» Task statement:
Reproduce the stretch from "Harry's more like" through "it for himself.)" in the forum post below about Harry, Snape, and Dumbledore.

» Excerpted passage:
============================================================

[HPforGrownups] DDM!Harry and Snape/The Cabinet Plan...again (was:Re: The UV (was ESE, DDM, OFH, or Grey?)

Magpie belviso at attglobal.net
Sat Dec 16 02:37:09 UTC 2006


No: HPFGUIDX 162832

 Alla:
>
> LOL. You think Snape is more worthy of that title than Harry? I
> suppose under certain circumstances I would not wish that title on
> Harry at all, but I believe that JKR indeed means for us for Harry to
> be seen as prototype of DDM - ultimate loyalty and all that. IMO of
> course.

Magpie:
Yup! I totally think of him as more of DDM, but obviously the term means 
something different to me than to you.

Basically, I think Harry is his own man. He's potentially someone who could 
become an equal to Dumbledore--a totally different guy, but at 150 Harry 
might also have a great reputation and be a wiley old guy etc. (He's less 
brilliant, but he might bring something else to the table.) Dumbledore has 
now died before Harry's reached adulthood and before he's had his biggest 
challenges, so he's not going to be Harry's leader as an adult.

Harry's more like Dumbledore as a person to start with than Snape and 
they've always been on the same side, but in a way I'd almost say that 
Dumbledore was more Harry's man than vice versa. It was Harry who would 
always have to fight and Dumbledore was always trying to prepare for that, 
including dying and passing the torch to Harry. (Harry's also pretty 
independent really, which I think is a good thing. He doesn't trust Snape 
because Dumbledore does. If he's going to see him as an ally he's going to 
need to see it for himself.)

Now, with Snape as he seems to me as a DDM!Snaper (if all this is jossed in 
the next book obviously I'll have to take it all back!) Dumbledore the man 
is far more important because Snape's story is one of redemption. When he 
was a DE who realized he made a mistake and wanted to fix it it was 
Dumbledore who gave him a second chance and vouched for him. He tells 
everyone to trust him. When Fake!Moody suggested otherwise Snape got very 
upset about how Dumbledore trusted him. He's spent almost all his adult life 
under the guy. Snape has very few people in his life--most of his old 
friends he betrayed by switching sides and the good side doesn't really 
trust him. So there was only Dumbledore.

So while Harry might learn to be more like Dumbledore in terms of 
understanding his lessons in mercy and second chances, Snape *is* one of 
Dumbledore's lessons in mercy and second chances. So to me Snape's greatest 
potential role is as truly Dumbledore's man. He's not going to get higher 
than that. Harry, strange as it is to say, doesn't need Dumbledore.

> Magpie:
> I think that's why Dumbledore can't be meaning what you are saying
> he means (and why I disagree with all interpretations that say that
> Draco didn't feel anything about Katie and Ron--if he almost-killed
> from a slight distance with no problem, I'd need more explanation
as
> to why he couldn't kill Dumbledore). Dumbledore is throughout the
> scene, imo, saying that Draco did have a problem with murder,
> period.

a_svirn:
So he does. And that's just another instance of Dumbledore's being 
hypocritical. Because all those problems were in fact technical, yet 
Dumbledore made them sound as if they were moral problems.  Draco made two 
honest-to-God murder attempts, and that's a fact. He let a group of hit-men 
into Hogwarts to finish Dumbledore off, and that's
another fact. Whatever he felt about it didn't stop him from doing it.

============================================================

» Supplied information:
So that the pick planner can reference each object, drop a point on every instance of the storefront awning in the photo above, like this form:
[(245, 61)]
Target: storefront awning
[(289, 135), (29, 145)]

============================================================

» Output for this task:
Harry's more like Dumbledore as a person to start with than Snape and 
they've always been on the same side, but in a way I'd almost say that 
Dumbledore was more Harry's man than vice versa. It was Harry who would 
always have to fight and Dumbledore was always trying to prepare for that, 
including dying and passing the torch to Harry. (Harry's also pretty 
independent really, which I think is a good thing. He doesn't trust Snape 
because Dumbledore does. If he's going to see him as an ally he's going to 
need to see it for himself.)